— begin Text extract —

Commercial Umbrella vs Excess Liability Insurance Explained

commercial umbrella vs excess liability

What’s the difference between a commercial umbrella vs excess liability insurance policy? Which one is better? How are they different and how are they similar? I’m going to explain that, coming right up.

Hi, I’m Gordon Coyle, welcome back to my channel where I discuss all things related to insurance and risk on the minds of business owners.

At the end of this video and post, I’m going to give some common mistakes business owners and insurance agents make when it comes to both umbrella and excess insurance policies.

So you may be looking at proposals of insurance and one includes excess liability insurance and another one includes an umbrella liability quote, and you’re wondering what’s the difference? Is one better than the other?

Let’s start off defining broadly the two coverage forms.

What is Commercial Umbrella Insurance?

Commercial Umbrella Insurance is a policy form that provides increased limits of liability protection over and above a schedule of underlying insurance policies and can provide broader protection than what’s covered in those underlying policies.

An umbrella policy is designed to pick up protection where the underlying liability policy leaves off and fill in some gaps and limitations of the underlying policies.

What is Commercial Excess Insurance?

A commercial excess policy also provides increased limits of liability protection over one or more underlying policy forms.

In most cases, the excess policy will “follow” the underlying policy form.

If it’s not covered in the underlying policy it’s not covered in the excess policy.

Further, the excess policy is generally not as broad as an umbrella policy.

What is Underlying Insurance?

I’ve used the term underlying or underlying insurance several times so far, so I think it makes sense to describe that as well.

Underlying insurance is the actual policies that are described in the umbrella or excess policy known as the schedule of the underlying insurance.

For example, a small business owner may have a BOP policy that includes general liability, and non-owned and hired auto liability plus they have a workers’ compensation policy which provides for something called employers liability.

The schedule of underlying insurance in this case will note the general liability, the non-owned auto liability, and the employer’s liability with the policy numbers and dates.

— end Text extract —

Stated goal 1: Do these statements agree with the article on umbrella and excess liability insurance? Answer yes or no for each, quoting the words that decide it. (a) An excess policy is generally broader than an umbrella policy. (b) In most cases, an excess policy follows the underlying policy form. (c) The schedule of underlying insurance gives policy numbers and dates.
Stated goal 2: In the small business example in the article on umbrella and excess liability insurance, what does the workers' compensation policy provide for?
Stated goal 3: Pick up the article on umbrella and excess liability insurance after its final sentence and keep writing.

— begin Rows —

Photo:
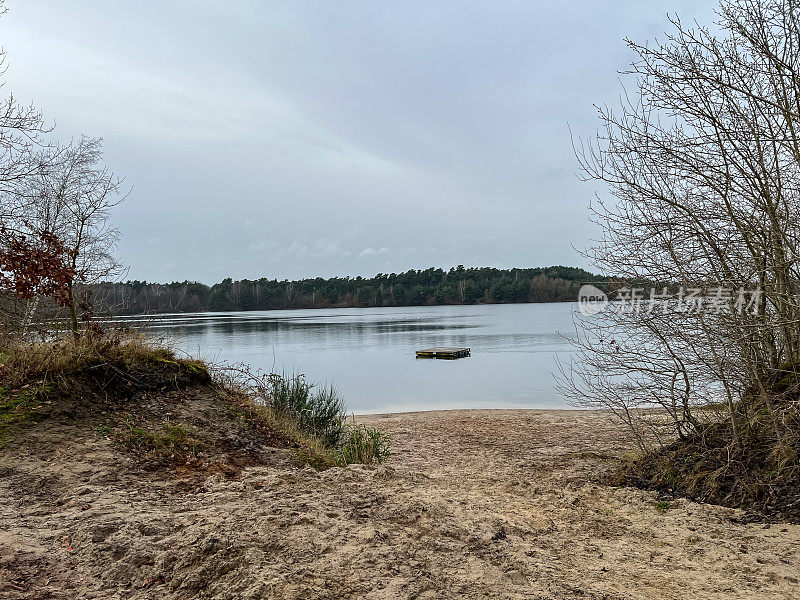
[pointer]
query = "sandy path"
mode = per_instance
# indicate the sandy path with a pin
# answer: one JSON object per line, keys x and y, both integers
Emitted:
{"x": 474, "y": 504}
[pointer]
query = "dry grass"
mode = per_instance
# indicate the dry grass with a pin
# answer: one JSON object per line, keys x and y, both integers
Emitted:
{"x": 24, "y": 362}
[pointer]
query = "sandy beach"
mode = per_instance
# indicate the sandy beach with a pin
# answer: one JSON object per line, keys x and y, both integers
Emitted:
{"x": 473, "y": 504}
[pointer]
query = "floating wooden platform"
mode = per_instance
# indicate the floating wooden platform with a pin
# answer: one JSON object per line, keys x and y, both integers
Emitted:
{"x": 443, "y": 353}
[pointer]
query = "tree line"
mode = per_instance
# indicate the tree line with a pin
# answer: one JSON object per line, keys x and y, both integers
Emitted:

— end Rows —

Final answer 1:
(a) No: "Further, the excess policy is generally not as broad as an umbrella policy."
(b) Yes: "In most cases, the excess policy will “follow” the underlying policy form."
(c) Yes: "with the policy numbers and dates."

Final answer 2: Employers liability.

Final answer 3:
A critical element of both Umbrella and Excess policies is that if the underlying insurance schedule omits a policy that should be on the schedule, there’s going to be a problem and I’ll discuss that further in a moment.

How is Commercial Umbrella vs Excess Liability Policies Different?

In a nutshell, commercial excess insurance provides additional limits to an underlying policy or policies, while an umbrella insurance policy can expand coverage to include claims and losses outside the scope of the underlying policies.

Which is better? An excess policy or umbrella policy?

Generally speaking, an umbrella policy is a better choice for most business owners, but there are times when an excess policy is the only coverage form available to provide additional limits of protection.

In fact, a business may have both an excess and an umbrella policy in its coverage portfolio.

This happens when standard coverages such as general liability, auto liability, and employers liability exist and an umbrella policy is written over those policies, but there’s also say a management or professional policy – known as D&O or E&O, and the business needs higher limits over those – “non-standard” types of policy forms and an excess liability policy is written over them.

How Does an Umbrella or Excess Policy Work?

As I’ve mentioned, both policies in their most basic sense provide an extra layer or limit of liability protection over the policies found in the underlying policy schedule.

Let’s use an example to illustrate this. If your company had a customer slip and fall inside your store, office, or premises and badly injured themselves and sued for $1.5 million and won, your general liability policy would pay out the claim first, and say that policy had a limit of $1 million.

The umbrella or excess policy would kick in and pay the $500,000 shortfall.

Who Needs Excess or Umbrella Liability Protection?

In my opinion, all business owners should consider purchasing excess or umbrella protection – it’s typically very affordable and provides what I call “sleep insurance” – knowing you’ve got extra protection helps you sleep at night.

The other thing I want to mention is that many insurance agents will often only quote $1,000,000 limits on an umbrella policy.

If you have a lot to lose in a lawsuit, you should be looking at higher limits of protection.

In fact, on your renewals you should be asking to see options for $3, $5, or even $10 million, depending on the size of your business.

Common Mistakes When It Comes To Umbrella & Excess Policies

There are several mistakes that I see when we audit insurance programs for prospective customers when it comes to Umbrella and Excess Policies.

The first is when it comes to autos and a couple of things happen here.

When a business elects to insure their autos with a different insurer than the one that covers all their other policies, because it’s cheaper, it’s common for the insurer providing the business owners, workers comp, and umbrella to NOT include auto in the underlying schedule of policies.

Since the primary insurer doesn’t control the auto policy they don’t know if the minimum required limits of liability exist or who the drivers are so they often refuse to provide umbrella protection over the auto liability exposure and this is a big problem as the auto exposure is usually where big liability claims happen.

The second situation and this is a mistake made by insurance agents, is that the business policies include general liability, non-owned and hired auto liability, and employers liability, and they write an umbrella policy over all of those coverages.

That’s fine, except the business owner has a private vehicle leased by and registered to the business but it’s insured on their personal auto policy. Since it’s an owned vehicle it’s not covered by the non-owned coverage extension in the business owner’s policy and therefore not covered by the umbrella policy.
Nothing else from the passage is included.